Start of SOURCE RECORDS

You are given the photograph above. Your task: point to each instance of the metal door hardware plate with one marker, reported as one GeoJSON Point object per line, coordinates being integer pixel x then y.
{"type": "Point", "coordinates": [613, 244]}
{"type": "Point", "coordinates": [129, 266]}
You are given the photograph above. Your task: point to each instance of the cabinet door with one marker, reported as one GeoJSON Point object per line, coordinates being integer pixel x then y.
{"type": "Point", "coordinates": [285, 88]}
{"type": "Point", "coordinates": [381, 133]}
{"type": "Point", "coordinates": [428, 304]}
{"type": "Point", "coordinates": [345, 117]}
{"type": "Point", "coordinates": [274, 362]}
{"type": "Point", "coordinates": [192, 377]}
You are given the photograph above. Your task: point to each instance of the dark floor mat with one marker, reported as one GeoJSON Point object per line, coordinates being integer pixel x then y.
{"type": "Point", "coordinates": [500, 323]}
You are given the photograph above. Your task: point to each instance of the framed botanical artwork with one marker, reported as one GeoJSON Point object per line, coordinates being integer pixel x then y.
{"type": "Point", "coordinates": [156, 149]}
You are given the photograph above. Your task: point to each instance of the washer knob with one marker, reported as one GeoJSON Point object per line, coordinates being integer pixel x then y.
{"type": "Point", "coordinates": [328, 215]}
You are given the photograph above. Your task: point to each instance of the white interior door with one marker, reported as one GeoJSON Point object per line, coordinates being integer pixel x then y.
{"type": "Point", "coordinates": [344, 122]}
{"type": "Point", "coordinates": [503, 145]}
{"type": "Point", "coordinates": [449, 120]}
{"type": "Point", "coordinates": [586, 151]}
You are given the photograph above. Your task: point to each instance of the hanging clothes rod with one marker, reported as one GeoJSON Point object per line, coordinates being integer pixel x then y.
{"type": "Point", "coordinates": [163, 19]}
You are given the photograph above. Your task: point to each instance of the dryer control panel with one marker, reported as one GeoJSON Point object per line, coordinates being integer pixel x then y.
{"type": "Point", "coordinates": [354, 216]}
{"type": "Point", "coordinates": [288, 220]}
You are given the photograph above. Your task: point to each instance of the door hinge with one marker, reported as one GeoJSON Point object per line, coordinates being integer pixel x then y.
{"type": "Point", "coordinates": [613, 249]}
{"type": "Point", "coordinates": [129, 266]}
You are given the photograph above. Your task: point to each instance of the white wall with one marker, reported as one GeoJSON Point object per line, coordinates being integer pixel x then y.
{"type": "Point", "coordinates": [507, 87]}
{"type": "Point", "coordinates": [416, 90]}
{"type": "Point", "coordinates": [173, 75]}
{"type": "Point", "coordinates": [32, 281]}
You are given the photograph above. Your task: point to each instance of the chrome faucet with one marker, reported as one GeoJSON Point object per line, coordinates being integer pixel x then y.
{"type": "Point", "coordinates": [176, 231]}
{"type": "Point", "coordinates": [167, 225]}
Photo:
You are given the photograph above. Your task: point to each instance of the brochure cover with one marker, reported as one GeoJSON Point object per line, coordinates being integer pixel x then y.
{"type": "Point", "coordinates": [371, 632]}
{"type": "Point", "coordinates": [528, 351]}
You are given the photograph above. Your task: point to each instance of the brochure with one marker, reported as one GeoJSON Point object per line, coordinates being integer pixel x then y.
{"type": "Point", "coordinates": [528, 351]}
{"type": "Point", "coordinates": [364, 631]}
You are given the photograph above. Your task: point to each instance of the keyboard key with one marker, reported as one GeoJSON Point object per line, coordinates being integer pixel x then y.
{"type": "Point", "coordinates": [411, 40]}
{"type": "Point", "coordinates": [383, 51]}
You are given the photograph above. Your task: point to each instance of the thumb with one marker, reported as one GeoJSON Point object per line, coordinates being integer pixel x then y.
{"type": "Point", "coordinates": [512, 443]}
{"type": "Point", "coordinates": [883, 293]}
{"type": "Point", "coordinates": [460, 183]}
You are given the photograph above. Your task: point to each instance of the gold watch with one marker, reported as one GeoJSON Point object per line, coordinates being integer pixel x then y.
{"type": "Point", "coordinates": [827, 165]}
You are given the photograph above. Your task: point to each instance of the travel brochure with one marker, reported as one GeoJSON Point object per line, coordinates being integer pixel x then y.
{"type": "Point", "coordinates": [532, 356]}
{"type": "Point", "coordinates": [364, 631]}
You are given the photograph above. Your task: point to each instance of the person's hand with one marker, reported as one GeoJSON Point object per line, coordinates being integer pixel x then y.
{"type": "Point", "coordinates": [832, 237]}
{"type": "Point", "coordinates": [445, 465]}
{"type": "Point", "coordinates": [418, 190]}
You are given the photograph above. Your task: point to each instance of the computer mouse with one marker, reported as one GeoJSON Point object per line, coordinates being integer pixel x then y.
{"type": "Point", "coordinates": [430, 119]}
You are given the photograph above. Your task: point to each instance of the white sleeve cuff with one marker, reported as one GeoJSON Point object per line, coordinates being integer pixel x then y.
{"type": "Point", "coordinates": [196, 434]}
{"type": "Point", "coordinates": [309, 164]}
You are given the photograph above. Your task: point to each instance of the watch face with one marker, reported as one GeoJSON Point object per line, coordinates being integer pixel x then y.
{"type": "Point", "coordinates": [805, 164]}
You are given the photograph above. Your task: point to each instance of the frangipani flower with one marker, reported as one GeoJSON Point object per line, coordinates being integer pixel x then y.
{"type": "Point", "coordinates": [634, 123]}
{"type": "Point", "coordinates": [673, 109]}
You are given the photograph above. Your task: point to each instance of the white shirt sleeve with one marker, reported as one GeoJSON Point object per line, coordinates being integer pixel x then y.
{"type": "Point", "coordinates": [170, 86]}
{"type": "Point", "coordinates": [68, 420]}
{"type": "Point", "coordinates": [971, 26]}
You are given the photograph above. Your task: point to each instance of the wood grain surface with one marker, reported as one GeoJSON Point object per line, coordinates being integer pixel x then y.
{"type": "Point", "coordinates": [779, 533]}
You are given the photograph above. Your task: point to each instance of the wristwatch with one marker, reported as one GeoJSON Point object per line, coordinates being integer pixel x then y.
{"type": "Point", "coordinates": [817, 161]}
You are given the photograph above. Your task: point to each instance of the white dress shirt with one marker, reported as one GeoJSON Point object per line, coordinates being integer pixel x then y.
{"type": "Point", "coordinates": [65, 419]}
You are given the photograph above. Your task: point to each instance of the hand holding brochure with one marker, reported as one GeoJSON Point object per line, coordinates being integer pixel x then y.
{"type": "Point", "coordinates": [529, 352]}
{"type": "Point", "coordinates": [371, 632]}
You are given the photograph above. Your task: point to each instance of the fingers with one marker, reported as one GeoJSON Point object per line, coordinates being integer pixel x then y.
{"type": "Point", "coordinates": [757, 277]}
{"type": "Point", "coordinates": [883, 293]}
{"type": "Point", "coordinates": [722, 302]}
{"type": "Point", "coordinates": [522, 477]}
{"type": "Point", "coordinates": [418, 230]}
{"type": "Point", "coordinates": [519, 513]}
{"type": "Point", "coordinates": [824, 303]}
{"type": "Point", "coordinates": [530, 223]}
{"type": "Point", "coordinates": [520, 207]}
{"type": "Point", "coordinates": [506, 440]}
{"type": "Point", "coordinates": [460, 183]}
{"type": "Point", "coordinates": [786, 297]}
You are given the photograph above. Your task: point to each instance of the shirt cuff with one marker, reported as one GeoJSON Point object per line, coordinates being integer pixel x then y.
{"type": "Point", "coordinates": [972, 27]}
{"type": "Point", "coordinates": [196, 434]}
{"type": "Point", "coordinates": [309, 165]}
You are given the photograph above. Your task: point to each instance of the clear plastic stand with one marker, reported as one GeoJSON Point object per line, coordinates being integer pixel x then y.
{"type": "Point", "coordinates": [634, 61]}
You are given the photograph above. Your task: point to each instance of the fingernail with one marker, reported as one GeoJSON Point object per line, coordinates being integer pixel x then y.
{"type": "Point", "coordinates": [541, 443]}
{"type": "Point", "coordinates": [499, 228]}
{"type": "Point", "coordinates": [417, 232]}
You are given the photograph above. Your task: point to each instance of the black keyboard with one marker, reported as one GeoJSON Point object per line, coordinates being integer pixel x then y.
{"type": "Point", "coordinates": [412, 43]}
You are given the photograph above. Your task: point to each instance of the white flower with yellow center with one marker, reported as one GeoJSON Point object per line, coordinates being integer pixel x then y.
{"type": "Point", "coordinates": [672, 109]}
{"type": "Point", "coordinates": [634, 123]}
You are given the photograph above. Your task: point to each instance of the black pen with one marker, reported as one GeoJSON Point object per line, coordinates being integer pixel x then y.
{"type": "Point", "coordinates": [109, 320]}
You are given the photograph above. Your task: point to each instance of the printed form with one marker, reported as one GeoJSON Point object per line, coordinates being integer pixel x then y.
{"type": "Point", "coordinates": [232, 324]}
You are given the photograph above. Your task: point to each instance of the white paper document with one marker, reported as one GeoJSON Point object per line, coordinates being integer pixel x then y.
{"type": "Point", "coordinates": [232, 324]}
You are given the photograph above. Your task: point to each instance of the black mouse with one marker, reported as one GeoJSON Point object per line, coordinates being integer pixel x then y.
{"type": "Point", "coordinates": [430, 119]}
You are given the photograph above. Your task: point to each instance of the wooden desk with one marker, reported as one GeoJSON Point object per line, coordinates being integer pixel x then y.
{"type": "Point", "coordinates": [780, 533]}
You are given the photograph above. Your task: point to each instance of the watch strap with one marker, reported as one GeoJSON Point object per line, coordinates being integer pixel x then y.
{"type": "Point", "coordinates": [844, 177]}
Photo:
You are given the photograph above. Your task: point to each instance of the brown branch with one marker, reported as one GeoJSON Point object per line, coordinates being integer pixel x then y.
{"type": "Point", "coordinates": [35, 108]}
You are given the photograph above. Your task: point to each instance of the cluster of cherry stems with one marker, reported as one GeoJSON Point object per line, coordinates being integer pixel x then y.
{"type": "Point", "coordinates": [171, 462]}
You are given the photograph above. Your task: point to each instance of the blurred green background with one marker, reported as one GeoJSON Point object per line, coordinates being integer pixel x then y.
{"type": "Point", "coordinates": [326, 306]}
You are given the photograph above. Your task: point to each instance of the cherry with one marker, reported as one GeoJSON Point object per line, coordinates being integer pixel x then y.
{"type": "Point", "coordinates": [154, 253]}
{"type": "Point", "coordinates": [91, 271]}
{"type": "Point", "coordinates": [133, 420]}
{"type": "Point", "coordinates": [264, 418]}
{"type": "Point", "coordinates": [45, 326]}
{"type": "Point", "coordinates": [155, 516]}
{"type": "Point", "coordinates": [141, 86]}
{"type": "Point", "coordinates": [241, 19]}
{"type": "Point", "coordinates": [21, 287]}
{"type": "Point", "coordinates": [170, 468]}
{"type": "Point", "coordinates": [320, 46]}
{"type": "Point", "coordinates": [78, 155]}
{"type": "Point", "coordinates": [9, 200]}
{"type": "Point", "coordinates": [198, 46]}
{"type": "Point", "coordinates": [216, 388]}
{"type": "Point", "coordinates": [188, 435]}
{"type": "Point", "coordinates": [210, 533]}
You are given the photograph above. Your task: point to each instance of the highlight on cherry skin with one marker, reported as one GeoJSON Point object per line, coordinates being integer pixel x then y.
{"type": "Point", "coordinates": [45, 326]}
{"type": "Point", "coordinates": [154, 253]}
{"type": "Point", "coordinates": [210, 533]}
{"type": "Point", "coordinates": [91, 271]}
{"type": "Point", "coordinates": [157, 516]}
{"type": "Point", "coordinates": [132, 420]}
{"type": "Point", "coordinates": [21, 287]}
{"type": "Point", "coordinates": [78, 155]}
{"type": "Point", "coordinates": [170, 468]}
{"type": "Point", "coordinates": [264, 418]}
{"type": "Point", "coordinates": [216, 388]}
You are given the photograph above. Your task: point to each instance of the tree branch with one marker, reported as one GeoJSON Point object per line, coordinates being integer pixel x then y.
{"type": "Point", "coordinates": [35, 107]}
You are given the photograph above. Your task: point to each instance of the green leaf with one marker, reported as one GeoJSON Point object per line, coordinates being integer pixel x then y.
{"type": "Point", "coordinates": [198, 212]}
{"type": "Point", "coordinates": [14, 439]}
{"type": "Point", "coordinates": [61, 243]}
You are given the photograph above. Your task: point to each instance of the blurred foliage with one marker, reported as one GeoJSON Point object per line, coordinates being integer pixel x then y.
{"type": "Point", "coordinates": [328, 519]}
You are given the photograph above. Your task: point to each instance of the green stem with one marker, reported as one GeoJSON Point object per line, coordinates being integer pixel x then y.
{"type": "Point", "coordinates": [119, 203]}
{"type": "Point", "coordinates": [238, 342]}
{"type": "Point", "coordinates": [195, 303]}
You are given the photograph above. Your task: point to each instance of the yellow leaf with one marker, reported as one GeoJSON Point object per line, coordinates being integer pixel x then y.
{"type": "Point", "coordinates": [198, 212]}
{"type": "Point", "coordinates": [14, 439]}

End of SOURCE RECORDS

WHAT YOU HAVE TO DO:
Your reply should be an exact copy of every line from the line with "of the highlight" through the final line of the data, and nothing more.

EXPECTED ANSWER:
You are given the photograph above. Your task: point to each instance of the highlight on cherry skin with one marker, reported as one GeoJSON Point object per line, coordinates being integer pixel x then y.
{"type": "Point", "coordinates": [45, 326]}
{"type": "Point", "coordinates": [154, 253]}
{"type": "Point", "coordinates": [210, 533]}
{"type": "Point", "coordinates": [91, 271]}
{"type": "Point", "coordinates": [157, 516]}
{"type": "Point", "coordinates": [132, 420]}
{"type": "Point", "coordinates": [21, 287]}
{"type": "Point", "coordinates": [78, 155]}
{"type": "Point", "coordinates": [170, 468]}
{"type": "Point", "coordinates": [264, 418]}
{"type": "Point", "coordinates": [216, 388]}
You are given the photograph above. Your task: point to each instance of the tree branch with one marker, reported as one GeoJSON Point object per line, coordinates being integer pixel x then y.
{"type": "Point", "coordinates": [35, 107]}
You are given the photograph above. Your task: point to each instance of the green leaf with one marker, reported as one GeoJSON Point object per line, coordinates being integer pixel x then y.
{"type": "Point", "coordinates": [198, 212]}
{"type": "Point", "coordinates": [14, 439]}
{"type": "Point", "coordinates": [61, 243]}
You are given the photograph above. Your task: point to each instance of the blurred foliage with one marker, reported as one GeoJSON Point object per line, coordinates being integer pixel x then y.
{"type": "Point", "coordinates": [328, 519]}
You are given the photograph above. Your task: point to each instance of the green stem with one marker, reported as one GeoJSON Point object per line, coordinates being integer pixel x then y.
{"type": "Point", "coordinates": [119, 203]}
{"type": "Point", "coordinates": [238, 342]}
{"type": "Point", "coordinates": [195, 303]}
You are given the photograph above. Your task: point to each instance of the yellow leaf with one marker, reported as one GeoJSON Point object per line, coordinates being integer pixel x then y.
{"type": "Point", "coordinates": [198, 212]}
{"type": "Point", "coordinates": [14, 439]}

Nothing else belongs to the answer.